■ **Exercise**
Arrange the entries from the start of the records through the line that contains "(1247, 332)" as a Markdown table with columns No. and Line, numbering each row and leaving out blank lines.

■ **Dataset extract**
[Begin]

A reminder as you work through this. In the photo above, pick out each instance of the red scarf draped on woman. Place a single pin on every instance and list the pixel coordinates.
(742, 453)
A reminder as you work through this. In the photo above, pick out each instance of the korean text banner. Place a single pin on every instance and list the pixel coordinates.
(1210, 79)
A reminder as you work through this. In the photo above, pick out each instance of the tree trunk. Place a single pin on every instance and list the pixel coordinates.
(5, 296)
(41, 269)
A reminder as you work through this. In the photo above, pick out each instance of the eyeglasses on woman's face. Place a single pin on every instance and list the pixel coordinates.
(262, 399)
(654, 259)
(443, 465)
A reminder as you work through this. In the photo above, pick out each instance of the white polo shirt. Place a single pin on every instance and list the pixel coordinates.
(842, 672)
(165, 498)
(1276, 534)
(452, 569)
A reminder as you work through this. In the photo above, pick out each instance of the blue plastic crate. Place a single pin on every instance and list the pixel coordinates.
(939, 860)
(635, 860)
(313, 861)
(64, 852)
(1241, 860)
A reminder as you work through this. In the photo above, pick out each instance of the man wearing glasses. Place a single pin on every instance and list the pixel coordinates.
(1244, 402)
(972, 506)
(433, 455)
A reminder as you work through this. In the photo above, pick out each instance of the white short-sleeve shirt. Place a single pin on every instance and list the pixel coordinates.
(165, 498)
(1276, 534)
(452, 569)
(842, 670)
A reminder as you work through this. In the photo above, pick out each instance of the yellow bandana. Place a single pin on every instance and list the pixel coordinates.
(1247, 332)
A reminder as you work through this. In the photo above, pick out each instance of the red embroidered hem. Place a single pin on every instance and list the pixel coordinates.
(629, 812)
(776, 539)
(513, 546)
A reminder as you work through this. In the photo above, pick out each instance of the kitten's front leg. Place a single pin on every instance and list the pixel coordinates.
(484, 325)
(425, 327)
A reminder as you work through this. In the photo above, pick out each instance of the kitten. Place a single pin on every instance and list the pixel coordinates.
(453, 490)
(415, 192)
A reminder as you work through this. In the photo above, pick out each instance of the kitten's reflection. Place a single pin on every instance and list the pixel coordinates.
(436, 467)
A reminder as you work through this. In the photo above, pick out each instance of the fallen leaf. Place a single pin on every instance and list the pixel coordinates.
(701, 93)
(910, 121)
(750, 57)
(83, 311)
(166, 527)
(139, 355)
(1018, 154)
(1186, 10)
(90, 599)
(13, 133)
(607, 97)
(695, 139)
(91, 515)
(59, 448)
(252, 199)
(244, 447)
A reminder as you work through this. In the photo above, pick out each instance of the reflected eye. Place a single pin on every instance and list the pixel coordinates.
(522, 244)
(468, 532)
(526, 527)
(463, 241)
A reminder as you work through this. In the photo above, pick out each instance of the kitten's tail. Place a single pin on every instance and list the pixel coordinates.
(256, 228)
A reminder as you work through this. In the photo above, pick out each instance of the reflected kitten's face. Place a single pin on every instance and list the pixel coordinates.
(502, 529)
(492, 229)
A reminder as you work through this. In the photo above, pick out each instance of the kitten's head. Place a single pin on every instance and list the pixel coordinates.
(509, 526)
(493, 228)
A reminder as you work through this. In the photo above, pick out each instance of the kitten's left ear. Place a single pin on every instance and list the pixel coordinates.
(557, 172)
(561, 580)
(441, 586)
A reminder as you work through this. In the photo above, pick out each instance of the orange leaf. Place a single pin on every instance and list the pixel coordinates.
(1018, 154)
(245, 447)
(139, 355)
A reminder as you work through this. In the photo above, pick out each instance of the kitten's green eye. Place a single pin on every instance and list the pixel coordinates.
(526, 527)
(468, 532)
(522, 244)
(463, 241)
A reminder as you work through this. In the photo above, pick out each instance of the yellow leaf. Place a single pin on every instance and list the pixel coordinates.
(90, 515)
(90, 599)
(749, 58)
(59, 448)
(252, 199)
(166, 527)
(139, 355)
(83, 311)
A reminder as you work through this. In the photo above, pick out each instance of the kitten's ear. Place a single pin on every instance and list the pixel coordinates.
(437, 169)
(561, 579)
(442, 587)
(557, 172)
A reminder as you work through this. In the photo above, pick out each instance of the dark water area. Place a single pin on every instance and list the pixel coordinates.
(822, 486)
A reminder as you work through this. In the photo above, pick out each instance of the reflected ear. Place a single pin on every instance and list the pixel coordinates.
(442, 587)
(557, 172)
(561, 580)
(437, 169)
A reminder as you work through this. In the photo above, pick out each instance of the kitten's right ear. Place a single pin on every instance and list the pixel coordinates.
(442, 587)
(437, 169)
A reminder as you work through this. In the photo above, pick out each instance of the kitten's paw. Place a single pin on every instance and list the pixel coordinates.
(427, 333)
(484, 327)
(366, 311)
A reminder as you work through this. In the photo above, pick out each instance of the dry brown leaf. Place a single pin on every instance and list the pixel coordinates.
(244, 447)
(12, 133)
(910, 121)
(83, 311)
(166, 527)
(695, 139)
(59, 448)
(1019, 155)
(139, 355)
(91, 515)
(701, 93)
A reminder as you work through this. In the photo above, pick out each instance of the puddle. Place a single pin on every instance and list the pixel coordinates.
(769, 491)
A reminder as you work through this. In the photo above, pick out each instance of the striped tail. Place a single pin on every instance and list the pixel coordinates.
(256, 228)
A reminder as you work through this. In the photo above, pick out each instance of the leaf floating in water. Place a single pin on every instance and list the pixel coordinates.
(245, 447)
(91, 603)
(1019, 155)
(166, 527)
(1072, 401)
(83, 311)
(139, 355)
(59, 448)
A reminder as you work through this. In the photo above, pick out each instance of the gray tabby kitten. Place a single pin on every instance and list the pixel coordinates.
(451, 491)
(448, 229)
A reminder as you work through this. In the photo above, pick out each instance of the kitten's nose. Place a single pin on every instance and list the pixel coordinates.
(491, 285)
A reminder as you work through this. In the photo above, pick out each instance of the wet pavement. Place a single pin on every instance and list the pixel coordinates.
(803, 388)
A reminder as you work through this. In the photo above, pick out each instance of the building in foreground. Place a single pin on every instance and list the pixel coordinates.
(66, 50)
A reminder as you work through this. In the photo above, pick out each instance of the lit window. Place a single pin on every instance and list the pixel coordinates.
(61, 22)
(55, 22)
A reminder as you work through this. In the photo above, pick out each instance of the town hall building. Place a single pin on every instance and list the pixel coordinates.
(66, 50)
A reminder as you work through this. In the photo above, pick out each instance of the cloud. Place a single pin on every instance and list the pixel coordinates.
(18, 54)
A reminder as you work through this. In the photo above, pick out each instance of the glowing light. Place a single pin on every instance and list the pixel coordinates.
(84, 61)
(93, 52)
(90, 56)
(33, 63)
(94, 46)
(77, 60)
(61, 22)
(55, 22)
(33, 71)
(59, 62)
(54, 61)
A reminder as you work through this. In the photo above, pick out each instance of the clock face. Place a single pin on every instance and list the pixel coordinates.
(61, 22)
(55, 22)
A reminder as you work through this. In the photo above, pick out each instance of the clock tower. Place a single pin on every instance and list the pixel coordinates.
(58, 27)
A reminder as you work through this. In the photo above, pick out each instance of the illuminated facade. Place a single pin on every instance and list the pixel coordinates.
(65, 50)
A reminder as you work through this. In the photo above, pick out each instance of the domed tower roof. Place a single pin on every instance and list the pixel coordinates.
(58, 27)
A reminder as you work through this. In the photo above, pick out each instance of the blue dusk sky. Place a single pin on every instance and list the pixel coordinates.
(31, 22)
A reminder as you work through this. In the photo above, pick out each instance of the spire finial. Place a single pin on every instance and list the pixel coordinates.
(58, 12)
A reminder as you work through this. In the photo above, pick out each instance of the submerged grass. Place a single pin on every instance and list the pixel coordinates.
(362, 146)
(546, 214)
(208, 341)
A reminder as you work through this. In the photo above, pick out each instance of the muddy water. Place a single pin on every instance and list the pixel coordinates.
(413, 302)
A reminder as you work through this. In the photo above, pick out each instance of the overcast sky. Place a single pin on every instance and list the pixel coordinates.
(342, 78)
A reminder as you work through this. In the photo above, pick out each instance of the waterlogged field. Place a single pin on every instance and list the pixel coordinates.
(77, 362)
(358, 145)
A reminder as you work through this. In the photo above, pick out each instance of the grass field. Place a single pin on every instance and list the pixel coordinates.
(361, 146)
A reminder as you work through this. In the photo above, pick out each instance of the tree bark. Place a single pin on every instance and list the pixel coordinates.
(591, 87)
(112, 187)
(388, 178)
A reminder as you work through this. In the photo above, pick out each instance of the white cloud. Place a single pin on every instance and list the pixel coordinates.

[End]

■ **Solution for this problem**
| No. | Line |
|---|---|
| 1 | A reminder as you work through this. In the photo above, pick out each instance of the red scarf draped on woman. Place a single pin on every instance and list the pixel coordinates. |
| 2 | (742, 453) |
| 3 | A reminder as you work through this. In the photo above, pick out each instance of the korean text banner. Place a single pin on every instance and list the pixel coordinates. |
| 4 | (1210, 79) |
| 5 | A reminder as you work through this. In the photo above, pick out each instance of the tree trunk. Place a single pin on every instance and list the pixel coordinates. |
| 6 | (5, 296) |
| 7 | (41, 269) |
| 8 | A reminder as you work through this. In the photo above, pick out each instance of the eyeglasses on woman's face. Place a single pin on every instance and list the pixel coordinates. |
| 9 | (262, 399) |
| 10 | (654, 259) |
| 11 | (443, 465) |
| 12 | A reminder as you work through this. In the photo above, pick out each instance of the white polo shirt. Place a single pin on every instance and list the pixel coordinates. |
| 13 | (842, 672) |
| 14 | (165, 498) |
| 15 | (1276, 534) |
| 16 | (452, 569) |
| 17 | A reminder as you work through this. In the photo above, pick out each instance of the blue plastic crate. Place a single pin on every instance and list the pixel coordinates. |
| 18 | (939, 860) |
| 19 | (635, 860) |
| 20 | (313, 861) |
| 21 | (64, 852) |
| 22 | (1241, 860) |
| 23 | A reminder as you work through this. In the photo above, pick out each instance of the man wearing glasses. Place a single pin on every instance and list the pixel coordinates. |
| 24 | (1244, 402) |
| 25 | (972, 506) |
| 26 | (433, 455) |
| 27 | A reminder as you work through this. In the photo above, pick out each instance of the white short-sleeve shirt. Place a single pin on every instance and list the pixel coordinates. |
| 28 | (165, 498) |
| 29 | (1276, 534) |
| 30 | (452, 569) |
| 31 | (842, 670) |
| 32 | A reminder as you work through this. In the photo above, pick out each instance of the yellow bandana. Place a single pin on every instance and list the pixel coordinates. |
| 33 | (1247, 332) |